# CONSEGNA:
Trascrivi senza modifiche il brano del testo su coscienza e inconscio che va da "Il problema della" fino a "squalificare l'attività dell'Io." incluso.

───── TESTO DA LEGGERE ─────

COSCIENZA E INCONSCIO NELL'OTTICA STRUTTURAL-DIALETTICA

1.

Mi rendo perfettamente conto che, in tutti gli scritti, c'è una carenza piuttosto grave che riguarda una teoria della coscienza e una teoria dell'inconscio. Non che non abbia detto nulla a riguardo. Nell'ottica struttural-dialettica, la coscienza appare come una dimensione dell'esperienza soggettiva inesorabilmente catturata da un bisogno primario di coesione interna e di adattamento alla realtà che la rende spesso preda della normalizzazione, di un processo in virtù del quale il mondo - esterno e interno - viene letto in termini di senso comune. Il dato psicopatologico più rilevante che pone di fronte a questo bisogno è il modo in cui la coscienza interpreta i sintomi che affiorano in conseguenza di un conflitto psicodinamico. Si tratta di una lettura che vede univocamente in essi una rottura dell'esperienza normale e una minaccia alla propria identità.

Il problema della falsa coscienza, come dato strutturale dell'esperienza umana, s'impone con evidenza non appena si prescinde dal culto di essa, vale a dire dalla religione dell'Io. Ciò però non significa però né vanificare il potere della coscienza né squalificare l'attività dell'Io.

La mistificazione è una necessità dovuta a diversi fattori. Il primo è il condizionamento culturale, vale a dire l'organizzarsi della coscienza a partire dall'interazione con un mondo che è già stato significato, vale a dire ritagliato e reso in qualche misura comprensibile. Il secondo è, come accennavo, un bisogno intrinseco di coerenza e di unità che rende necessaria la selezione delle informazioni, la cui quantità, se non fosse selezionata, darebbe luogo ad uno stato confusionale. Il terzo concerne l'economia psicologica, che è rivolta ad impiegare gran parte delle sue risorse nei compiti dell'adattamento, e dunque può concedere poco spazio alla riflessione critica. Il quarto è il rapporto con il mondo interno, vale a dire con un patrimonio sterminato di memorie che devono essere esse stesse selezionate in nome della necessità della coscienza di tenersi agganciata al presente, che è la dimensione temporale nella quale vive immediatamente.

───── DATI FORNITI ─────

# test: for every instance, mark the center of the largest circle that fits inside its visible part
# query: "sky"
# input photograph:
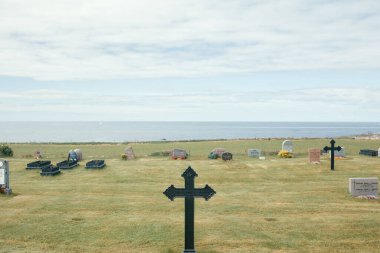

─────

# RISPOSTA:
Il problema della falsa coscienza, come dato strutturale dell'esperienza umana, s'impone con evidenza non appena si prescinde dal culto di essa, vale a dire dalla religione dell'Io. Ciò però non significa però né vanificare il potere della coscienza né squalificare l'attività dell'Io.